- Istruzioni
1 – Secondo il testo selezionato, di quante organizzazioni simili è composta la rete europea di cui fa parte Recital?
2 – Riscrivi il tratto del testo selezionato che va da "A questo punto" a "for Central Italy).", sostituendo "impresa" con "azienda".

━━━ Testo selezionato

La
competitività non si improvvisa
A colloquio
con Cinzia Giacchetti del Consorzio Pisa Ricerche, esperta
di sviluppo, trasferimento e commercializzazione
di nuove tecnologie verso le industrie: Le imprese devono investire
sempre più nella creatività e nella ricerca accurata per essere
pronti alle sfide di mercato. Ma è importante utilizzare i giusti
strumenti per avviarsi lungo il cammino delle innovazioni
Il
concetto di una competitività di qualità, una competitività di tipo
sofisticato, ricercata, fondata sulla tecnologia, sull’acquisizione
della conoscenza specialistica, sulle risorse umane che devono
investire le proprie forze nella creatività e nella ricerca accurata,
sta gradualmente emergendo, al punto da rafforzare un chiaro legame
con l’innovazione tecnologica che diventa quindi influente nella
competitività del mercato.
A questo punto
diventa importante cercare di capire come una piccola o media impresa,
attraverso l’innovazione tecnologica, può incrementare la sua
competitività e gli strumenti da adottare perché l’innovazione
tecnologica influisca sulla competitività.
Ecomy ne ha
parlato con la dottoressa Cinzia
Giachetti, direttrice del Consorzio
Pisa Ricerche (CPR), una delle organizzazioni nazionali, sostenute
dalla Comunità Europea e da interventi nazionali a favore
dell’Innovazione Tecnologica, che è a sostegno delle piccole e
medie imprese e coordina uno dei sette Innovation Relay Centres
italiani, Recital (Relay
Centre for Central Italy).
Recital
fornisce servizi per incoraggiare lo sviluppo, il trasferimento e la
commercializzazione di nuove tecnologie verso le industrie. E fa parte
di una rete di 68 organizzazioni simili presenti in tutta Europa.
Dottoressa
Giachetti, quali sono i passaggi da fare in un percorso dove le
piccole e medie imprese possano investire nell’innovazione
tecnologica e considerarla un fattore competitivo?

━━━━━━
━━━ Dati forniti

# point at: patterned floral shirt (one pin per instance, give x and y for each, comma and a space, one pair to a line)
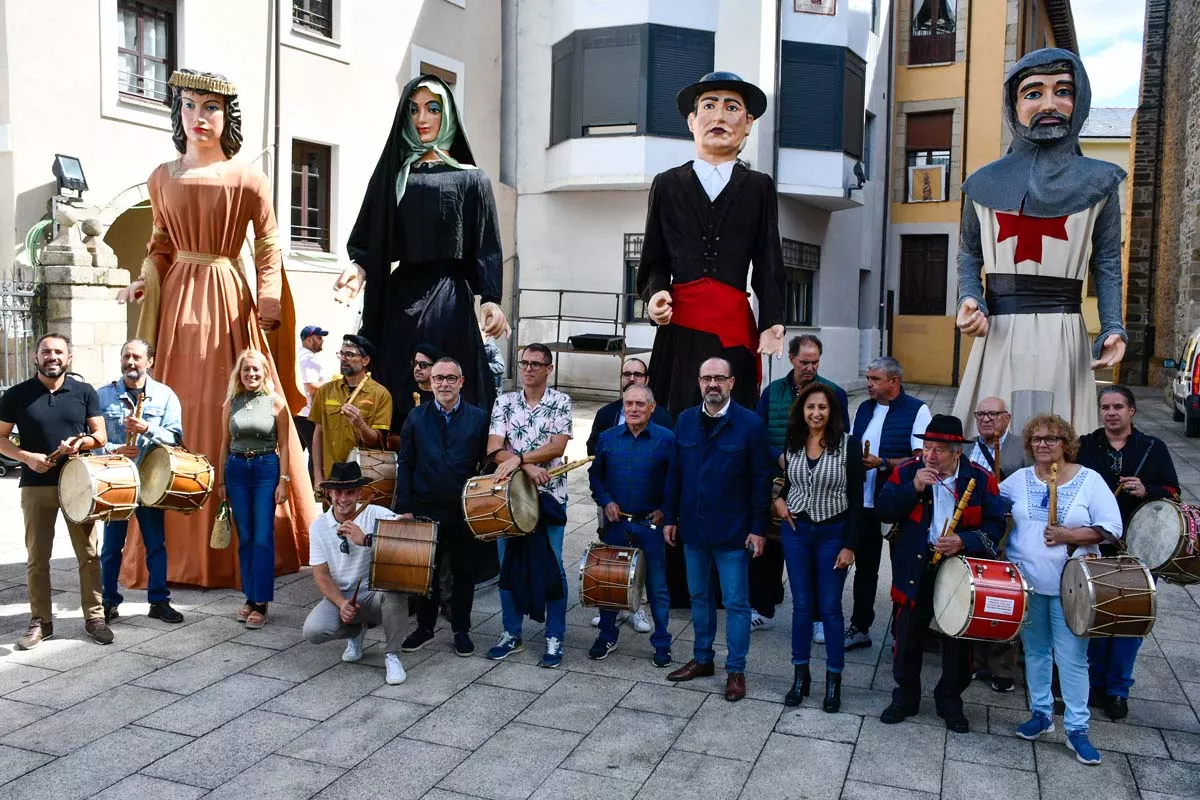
527, 428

━━━━━━

- Soluzioni
1 – 68 organizzazioni presenti in tutta Europa.

2 –
A questo punto
diventa importante cercare di capire come una piccola o media azienda,
attraverso l’innovazione tecnologica, può incrementare la sua
competitività e gli strumenti da adottare perché l’innovazione
tecnologica influisca sulla competitività.
Ecomy ne ha
parlato con la dottoressa Cinzia
Giachetti, direttrice del Consorzio
Pisa Ricerche (CPR), una delle organizzazioni nazionali, sostenute
dalla Comunità Europea e da interventi nazionali a favore
dell’Innovazione Tecnologica, che è a sostegno delle piccole e
medie imprese e coordina uno dei sette Innovation Relay Centres
italiani, Recital (Relay
Centre for Central Italy).